(Dataset excerpts on object pointing)

|---|

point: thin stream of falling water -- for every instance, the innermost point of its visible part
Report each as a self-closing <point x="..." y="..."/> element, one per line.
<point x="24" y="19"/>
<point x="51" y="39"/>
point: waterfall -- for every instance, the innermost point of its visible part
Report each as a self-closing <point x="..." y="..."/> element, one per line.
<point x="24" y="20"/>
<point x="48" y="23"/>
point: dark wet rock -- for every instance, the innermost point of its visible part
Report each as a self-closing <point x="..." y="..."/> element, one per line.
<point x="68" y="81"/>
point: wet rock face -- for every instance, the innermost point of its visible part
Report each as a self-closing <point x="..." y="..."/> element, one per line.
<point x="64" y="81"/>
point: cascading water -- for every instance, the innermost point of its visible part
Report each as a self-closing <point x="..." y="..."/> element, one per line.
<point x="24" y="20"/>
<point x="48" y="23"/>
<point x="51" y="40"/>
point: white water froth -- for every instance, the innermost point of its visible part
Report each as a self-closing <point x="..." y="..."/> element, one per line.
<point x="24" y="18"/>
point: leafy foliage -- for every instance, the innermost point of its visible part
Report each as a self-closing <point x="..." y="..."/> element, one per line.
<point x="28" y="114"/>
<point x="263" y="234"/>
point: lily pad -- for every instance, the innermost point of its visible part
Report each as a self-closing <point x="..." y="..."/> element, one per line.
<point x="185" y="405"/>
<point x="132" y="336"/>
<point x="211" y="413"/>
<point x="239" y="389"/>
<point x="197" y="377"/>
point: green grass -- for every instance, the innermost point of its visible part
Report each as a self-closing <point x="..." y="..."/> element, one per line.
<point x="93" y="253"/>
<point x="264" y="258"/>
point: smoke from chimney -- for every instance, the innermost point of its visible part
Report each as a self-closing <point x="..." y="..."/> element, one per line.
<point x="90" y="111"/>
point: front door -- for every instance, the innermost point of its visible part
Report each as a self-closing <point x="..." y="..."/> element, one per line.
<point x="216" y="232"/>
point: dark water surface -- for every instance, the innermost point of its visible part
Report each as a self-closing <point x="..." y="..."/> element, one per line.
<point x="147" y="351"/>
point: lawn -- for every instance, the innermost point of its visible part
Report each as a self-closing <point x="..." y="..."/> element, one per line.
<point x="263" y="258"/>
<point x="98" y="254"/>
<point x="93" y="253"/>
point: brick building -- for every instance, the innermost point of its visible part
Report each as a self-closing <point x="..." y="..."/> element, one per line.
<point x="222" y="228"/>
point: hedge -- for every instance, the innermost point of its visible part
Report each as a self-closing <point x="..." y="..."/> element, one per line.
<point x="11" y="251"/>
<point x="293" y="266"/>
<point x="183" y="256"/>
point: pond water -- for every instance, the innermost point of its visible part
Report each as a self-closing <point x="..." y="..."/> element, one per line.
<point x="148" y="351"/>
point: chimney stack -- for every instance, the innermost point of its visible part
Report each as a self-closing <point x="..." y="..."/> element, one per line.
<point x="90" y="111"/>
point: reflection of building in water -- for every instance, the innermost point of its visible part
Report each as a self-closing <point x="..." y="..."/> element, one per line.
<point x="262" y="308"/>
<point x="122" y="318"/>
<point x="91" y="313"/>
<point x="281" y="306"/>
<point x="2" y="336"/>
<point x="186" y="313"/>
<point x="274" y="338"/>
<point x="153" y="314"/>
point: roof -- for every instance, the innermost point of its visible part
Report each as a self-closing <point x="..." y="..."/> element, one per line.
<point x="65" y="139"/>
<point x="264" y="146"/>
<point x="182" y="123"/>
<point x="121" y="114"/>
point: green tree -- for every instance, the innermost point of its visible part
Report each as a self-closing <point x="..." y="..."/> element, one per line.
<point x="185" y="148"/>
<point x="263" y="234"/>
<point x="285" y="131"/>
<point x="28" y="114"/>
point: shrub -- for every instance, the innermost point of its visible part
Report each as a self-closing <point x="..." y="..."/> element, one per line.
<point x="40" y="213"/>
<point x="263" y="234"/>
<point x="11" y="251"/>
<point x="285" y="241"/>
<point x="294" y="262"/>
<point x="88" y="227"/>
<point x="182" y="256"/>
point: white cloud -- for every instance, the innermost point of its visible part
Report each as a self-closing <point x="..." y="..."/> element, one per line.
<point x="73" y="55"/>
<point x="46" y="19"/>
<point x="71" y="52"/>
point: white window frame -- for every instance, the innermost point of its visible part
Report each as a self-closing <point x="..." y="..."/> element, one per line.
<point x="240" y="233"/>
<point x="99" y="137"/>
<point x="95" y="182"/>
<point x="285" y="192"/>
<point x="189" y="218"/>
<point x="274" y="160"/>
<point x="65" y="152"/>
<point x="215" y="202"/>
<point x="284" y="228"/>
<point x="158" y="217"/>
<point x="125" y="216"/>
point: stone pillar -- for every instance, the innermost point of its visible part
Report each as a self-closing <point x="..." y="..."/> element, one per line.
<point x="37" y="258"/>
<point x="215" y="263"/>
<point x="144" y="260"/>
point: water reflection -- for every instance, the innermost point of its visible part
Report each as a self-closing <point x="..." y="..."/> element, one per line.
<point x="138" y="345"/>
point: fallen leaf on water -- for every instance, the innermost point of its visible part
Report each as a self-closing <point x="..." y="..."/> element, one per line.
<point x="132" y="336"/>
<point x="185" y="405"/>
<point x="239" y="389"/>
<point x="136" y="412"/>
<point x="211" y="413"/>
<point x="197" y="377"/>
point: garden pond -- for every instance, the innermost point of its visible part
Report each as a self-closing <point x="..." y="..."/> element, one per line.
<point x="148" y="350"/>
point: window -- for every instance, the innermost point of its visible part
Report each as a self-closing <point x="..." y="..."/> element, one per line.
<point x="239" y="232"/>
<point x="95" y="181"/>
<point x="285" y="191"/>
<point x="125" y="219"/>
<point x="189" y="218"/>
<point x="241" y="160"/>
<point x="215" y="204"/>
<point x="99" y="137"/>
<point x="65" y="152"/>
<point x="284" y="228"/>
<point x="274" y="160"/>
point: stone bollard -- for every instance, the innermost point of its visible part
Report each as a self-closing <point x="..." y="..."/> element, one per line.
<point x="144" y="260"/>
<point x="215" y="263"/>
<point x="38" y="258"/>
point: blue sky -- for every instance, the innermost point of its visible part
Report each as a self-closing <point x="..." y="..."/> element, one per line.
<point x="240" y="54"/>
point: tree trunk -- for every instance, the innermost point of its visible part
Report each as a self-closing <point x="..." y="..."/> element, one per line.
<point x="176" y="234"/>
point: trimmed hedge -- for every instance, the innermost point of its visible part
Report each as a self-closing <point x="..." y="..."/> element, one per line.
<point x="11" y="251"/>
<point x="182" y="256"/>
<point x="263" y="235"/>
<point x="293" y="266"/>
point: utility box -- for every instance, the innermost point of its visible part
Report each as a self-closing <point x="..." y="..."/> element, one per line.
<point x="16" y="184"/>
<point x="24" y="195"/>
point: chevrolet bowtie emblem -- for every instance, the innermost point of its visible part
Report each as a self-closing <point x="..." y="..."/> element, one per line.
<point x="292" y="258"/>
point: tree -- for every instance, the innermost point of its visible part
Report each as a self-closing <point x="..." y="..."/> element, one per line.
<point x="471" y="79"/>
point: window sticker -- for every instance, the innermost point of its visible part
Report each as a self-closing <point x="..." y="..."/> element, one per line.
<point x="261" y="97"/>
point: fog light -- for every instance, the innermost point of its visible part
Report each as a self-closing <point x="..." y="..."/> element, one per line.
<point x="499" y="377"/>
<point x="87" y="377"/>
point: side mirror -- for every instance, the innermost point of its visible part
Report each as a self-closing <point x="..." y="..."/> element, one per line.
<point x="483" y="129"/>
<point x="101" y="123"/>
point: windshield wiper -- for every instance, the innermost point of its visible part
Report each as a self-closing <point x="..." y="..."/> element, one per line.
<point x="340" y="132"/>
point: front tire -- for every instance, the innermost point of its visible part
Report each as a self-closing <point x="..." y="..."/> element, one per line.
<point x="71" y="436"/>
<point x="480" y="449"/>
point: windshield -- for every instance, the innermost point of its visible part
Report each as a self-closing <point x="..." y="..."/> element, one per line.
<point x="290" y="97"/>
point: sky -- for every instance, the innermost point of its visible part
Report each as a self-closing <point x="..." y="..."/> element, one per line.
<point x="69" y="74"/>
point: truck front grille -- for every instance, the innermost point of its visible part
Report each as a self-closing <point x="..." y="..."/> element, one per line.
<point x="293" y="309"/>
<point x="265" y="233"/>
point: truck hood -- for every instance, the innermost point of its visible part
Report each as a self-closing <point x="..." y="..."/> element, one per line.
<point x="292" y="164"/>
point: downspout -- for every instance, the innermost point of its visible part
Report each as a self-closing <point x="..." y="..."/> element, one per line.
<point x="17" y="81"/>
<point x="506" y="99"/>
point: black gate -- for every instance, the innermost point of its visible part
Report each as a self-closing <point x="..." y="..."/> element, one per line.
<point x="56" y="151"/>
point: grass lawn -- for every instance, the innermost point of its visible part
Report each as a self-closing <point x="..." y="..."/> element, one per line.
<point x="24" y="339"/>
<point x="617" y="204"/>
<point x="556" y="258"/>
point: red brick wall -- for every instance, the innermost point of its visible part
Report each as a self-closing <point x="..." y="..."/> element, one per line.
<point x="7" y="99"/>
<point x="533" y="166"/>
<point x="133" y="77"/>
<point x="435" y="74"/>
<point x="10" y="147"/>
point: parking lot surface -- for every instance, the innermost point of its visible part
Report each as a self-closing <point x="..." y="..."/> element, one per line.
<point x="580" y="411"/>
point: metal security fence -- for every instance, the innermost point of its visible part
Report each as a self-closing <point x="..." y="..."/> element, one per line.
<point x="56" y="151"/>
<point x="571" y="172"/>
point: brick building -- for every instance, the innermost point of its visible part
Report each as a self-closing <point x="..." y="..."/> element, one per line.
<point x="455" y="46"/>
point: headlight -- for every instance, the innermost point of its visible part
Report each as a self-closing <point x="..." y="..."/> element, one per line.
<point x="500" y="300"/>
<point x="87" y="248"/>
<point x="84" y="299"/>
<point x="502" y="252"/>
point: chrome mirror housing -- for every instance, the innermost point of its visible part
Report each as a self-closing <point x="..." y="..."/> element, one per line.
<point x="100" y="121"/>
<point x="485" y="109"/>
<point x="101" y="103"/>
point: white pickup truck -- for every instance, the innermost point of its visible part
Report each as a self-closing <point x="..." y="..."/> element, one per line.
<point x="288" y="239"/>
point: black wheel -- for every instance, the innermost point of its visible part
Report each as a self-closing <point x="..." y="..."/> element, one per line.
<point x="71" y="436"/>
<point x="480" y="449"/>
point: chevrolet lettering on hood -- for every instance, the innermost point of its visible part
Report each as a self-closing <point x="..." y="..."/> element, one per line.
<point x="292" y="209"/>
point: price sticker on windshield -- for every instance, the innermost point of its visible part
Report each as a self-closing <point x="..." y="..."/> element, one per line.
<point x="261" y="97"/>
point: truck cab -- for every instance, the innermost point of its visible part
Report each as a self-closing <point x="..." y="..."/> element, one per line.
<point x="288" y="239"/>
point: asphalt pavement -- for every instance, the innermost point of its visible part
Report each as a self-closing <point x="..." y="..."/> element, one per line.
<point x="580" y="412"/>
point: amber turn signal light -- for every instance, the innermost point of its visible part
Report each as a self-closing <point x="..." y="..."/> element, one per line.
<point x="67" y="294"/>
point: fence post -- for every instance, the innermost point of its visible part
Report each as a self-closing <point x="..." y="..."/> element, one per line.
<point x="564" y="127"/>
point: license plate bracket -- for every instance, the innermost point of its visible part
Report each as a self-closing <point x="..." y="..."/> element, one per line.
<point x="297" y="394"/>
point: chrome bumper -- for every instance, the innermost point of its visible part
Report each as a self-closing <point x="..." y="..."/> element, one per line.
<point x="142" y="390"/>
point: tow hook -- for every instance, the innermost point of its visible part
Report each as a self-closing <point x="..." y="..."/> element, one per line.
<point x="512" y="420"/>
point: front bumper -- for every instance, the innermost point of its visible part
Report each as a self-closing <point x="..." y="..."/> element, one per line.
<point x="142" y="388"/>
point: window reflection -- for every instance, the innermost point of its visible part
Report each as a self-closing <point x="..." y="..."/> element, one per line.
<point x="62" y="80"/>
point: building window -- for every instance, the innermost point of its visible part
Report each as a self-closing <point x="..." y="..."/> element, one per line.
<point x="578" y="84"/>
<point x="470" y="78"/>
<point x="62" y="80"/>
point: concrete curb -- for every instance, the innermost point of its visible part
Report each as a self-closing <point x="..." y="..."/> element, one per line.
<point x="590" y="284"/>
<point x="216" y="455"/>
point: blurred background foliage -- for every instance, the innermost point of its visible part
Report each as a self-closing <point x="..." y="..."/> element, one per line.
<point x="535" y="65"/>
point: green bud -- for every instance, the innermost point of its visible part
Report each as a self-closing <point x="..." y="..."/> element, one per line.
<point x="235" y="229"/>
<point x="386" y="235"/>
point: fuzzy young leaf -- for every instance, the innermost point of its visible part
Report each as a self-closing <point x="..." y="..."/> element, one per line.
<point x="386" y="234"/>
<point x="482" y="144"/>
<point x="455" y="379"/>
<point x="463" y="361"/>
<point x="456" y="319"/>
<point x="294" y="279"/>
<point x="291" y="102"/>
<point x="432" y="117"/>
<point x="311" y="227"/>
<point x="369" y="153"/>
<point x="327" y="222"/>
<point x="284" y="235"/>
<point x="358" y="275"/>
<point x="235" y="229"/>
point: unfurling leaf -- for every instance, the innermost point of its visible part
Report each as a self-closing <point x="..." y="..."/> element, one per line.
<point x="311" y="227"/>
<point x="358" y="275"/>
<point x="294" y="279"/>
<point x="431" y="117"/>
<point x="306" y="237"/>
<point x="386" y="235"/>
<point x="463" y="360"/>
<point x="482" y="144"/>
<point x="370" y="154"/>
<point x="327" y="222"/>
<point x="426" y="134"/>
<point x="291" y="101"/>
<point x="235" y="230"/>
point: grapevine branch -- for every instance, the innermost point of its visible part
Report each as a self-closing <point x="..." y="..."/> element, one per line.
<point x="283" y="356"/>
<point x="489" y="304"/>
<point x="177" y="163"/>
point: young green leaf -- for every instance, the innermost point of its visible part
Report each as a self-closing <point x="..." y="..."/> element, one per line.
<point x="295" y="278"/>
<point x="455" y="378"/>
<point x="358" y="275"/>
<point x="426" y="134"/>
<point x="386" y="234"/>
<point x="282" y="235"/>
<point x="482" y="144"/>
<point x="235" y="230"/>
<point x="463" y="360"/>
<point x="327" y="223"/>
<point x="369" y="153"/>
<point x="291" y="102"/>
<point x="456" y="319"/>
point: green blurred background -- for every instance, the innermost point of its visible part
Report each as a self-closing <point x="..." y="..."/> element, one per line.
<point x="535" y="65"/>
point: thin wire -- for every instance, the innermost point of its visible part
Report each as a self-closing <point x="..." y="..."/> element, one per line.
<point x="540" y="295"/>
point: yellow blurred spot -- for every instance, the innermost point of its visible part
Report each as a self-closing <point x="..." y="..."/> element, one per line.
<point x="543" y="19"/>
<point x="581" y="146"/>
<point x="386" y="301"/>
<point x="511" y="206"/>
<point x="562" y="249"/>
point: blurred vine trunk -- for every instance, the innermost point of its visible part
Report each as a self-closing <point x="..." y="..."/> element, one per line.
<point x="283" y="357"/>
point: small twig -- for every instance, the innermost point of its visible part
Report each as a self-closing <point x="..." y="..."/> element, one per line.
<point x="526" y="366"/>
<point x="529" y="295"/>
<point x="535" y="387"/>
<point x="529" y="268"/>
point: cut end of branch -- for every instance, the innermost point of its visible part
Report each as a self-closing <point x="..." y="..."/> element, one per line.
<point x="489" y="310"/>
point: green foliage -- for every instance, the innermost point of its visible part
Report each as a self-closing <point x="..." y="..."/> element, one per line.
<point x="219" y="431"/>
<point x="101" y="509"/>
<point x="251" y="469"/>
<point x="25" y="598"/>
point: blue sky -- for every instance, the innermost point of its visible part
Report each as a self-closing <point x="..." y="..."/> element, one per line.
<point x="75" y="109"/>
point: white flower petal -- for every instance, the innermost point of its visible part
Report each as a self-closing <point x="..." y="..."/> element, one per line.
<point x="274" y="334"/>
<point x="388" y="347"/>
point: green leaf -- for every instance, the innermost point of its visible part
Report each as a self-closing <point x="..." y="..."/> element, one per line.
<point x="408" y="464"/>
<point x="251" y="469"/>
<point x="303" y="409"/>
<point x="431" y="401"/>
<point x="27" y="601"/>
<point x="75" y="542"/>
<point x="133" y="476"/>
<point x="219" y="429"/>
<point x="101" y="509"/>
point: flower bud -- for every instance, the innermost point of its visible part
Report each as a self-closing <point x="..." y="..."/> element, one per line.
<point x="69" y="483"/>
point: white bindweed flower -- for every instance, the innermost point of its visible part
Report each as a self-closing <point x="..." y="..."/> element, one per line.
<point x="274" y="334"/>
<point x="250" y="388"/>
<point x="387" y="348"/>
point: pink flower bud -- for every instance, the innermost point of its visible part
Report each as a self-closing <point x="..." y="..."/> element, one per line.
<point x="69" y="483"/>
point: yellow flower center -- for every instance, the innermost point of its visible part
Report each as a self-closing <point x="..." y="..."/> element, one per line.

|---|

### WHAT YOU NEED TO DO
Reproduce exactly the lines from the one containing "point: cut end" through the last line of the records above, including both, and nothing else.

### ANSWER FOR THE TASK
point: cut end of branch -- for every instance, the innermost point of its visible part
Report each as a self-closing <point x="..." y="..."/> element, one per line.
<point x="489" y="310"/>
point: green foliage -- for every instance, the innermost point of its visible part
Report each as a self-closing <point x="..." y="..."/> element, one per line.
<point x="219" y="431"/>
<point x="101" y="509"/>
<point x="251" y="469"/>
<point x="25" y="598"/>
point: blue sky -- for every instance, the innermost point of its visible part
Report each as a self-closing <point x="..." y="..."/> element, one per line.
<point x="75" y="109"/>
point: white flower petal -- for every instance, the innermost point of its visible part
Report each as a self-closing <point x="..." y="..."/> element, one per line.
<point x="274" y="334"/>
<point x="388" y="347"/>
point: green leaf -- for every instance, the innermost point of its visible part
Report each as a self-closing <point x="..." y="..."/> element, one per line.
<point x="408" y="464"/>
<point x="251" y="469"/>
<point x="303" y="409"/>
<point x="431" y="401"/>
<point x="27" y="601"/>
<point x="75" y="542"/>
<point x="133" y="476"/>
<point x="219" y="429"/>
<point x="101" y="509"/>
point: flower bud -- for every instance, the innermost point of its visible part
Report each as a self-closing <point x="..." y="..."/> element, one per line.
<point x="69" y="483"/>
point: white bindweed flower -- for every instance, the innermost point of its visible part
Report each as a self-closing <point x="..." y="..."/> element, one per line.
<point x="274" y="334"/>
<point x="250" y="388"/>
<point x="387" y="348"/>
point: pink flower bud -- for every instance, the innermost point of its visible part
Report each as a self-closing <point x="..." y="..."/> element, one per line.
<point x="69" y="483"/>
point: yellow flower center -- for every instance, the innermost point of its visible part
Report each as a self-closing <point x="..." y="..."/> element, one per line.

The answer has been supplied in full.